══ TRECHO SELECIONADO

Por Hisham Mehanna, The Conversation
Nas últimas duas décadas, houve um rápido aumento do câncer de garganta no ocidente, a ponto de alguns o chamarem de epidemia. Isso se deve a um grande aumento em um tipo específico de câncer de garganta chamado câncer orofaríngeo (a área das amígdalas e parte posterior da garganta). A principal causa desse câncer é o papilomavírus humano (HPV), que também é a principal causa de câncer do colo do útero. O câncer de orofaringe agora se tornou mais comum do que o câncer do colo do útero nos EUA e no Reino Unido.
O HPV é sexualmente transmissível. Para o câncer de orofaringe, o principal fator de risco é o número de parceiros sexuais ao longo da vida, especialmente o sexo oral. Aqueles com seis ou mais parceiros de sexo oral ao longo da vida têm 8,5 vezes mais chances de desenvolver câncer de orofaringe do que aqueles que não praticam sexo oral.

════
══ REGISTROS FORNECIDOS

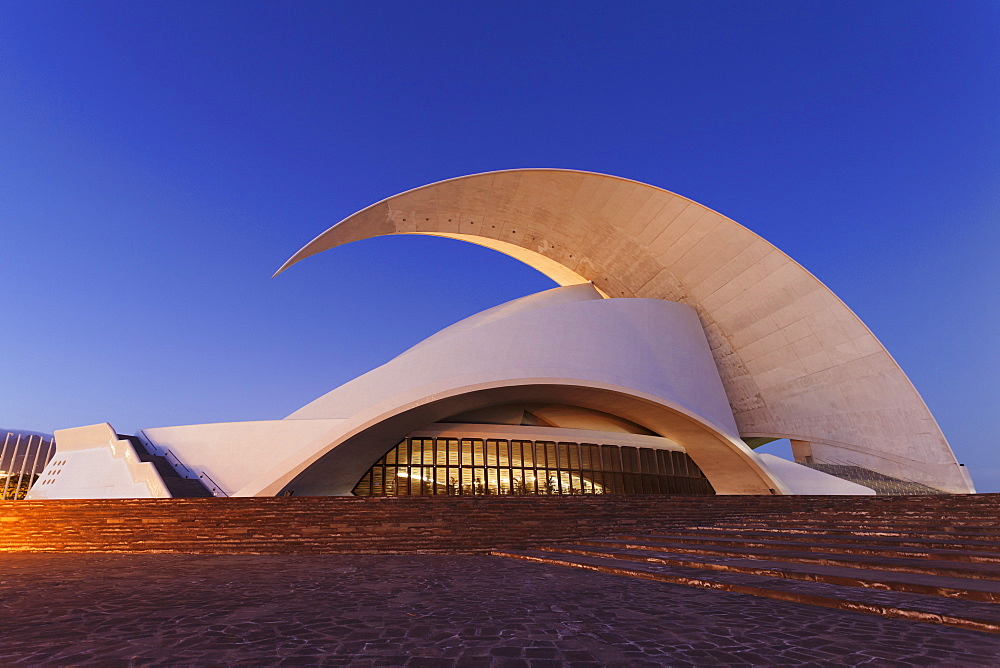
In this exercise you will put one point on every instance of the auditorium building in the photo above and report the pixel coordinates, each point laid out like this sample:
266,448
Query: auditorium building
677,342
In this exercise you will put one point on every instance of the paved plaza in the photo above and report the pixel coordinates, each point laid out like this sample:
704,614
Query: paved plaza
78,609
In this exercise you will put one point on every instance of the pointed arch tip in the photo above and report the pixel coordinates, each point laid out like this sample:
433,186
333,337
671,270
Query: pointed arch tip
619,234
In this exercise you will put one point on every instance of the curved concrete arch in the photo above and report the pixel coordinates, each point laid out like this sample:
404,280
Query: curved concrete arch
333,463
793,358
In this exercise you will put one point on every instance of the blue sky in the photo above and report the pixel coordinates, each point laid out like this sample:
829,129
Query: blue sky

════

As afirmações abaixo concordam com o trecho sobre o câncer de garganta? Responda sim ou não a cada uma, citando literalmente as palavras do trecho que decidem. (a) Nos EUA e no Reino Unido, o câncer de orofaringe já é mais comum do que o câncer do colo do útero. (b) O HPV é transmitido por via sexual. (c) Quem teve seis ou mais parceiros de sexo oral ao longo da vida tem o dobro de chances de desenvolver câncer de orofaringe em comparação com quem não pratica sexo oral.

*RESPOSTA:*
(a) Sim: "O câncer de orofaringe agora se tornou mais comum do que o câncer do colo do útero nos EUA e no Reino Unido."
(b) Sim: "O HPV é sexualmente transmissível."
(c) Não: "têm 8,5 vezes mais chances de desenvolver câncer de orofaringe do que aqueles que não praticam sexo oral."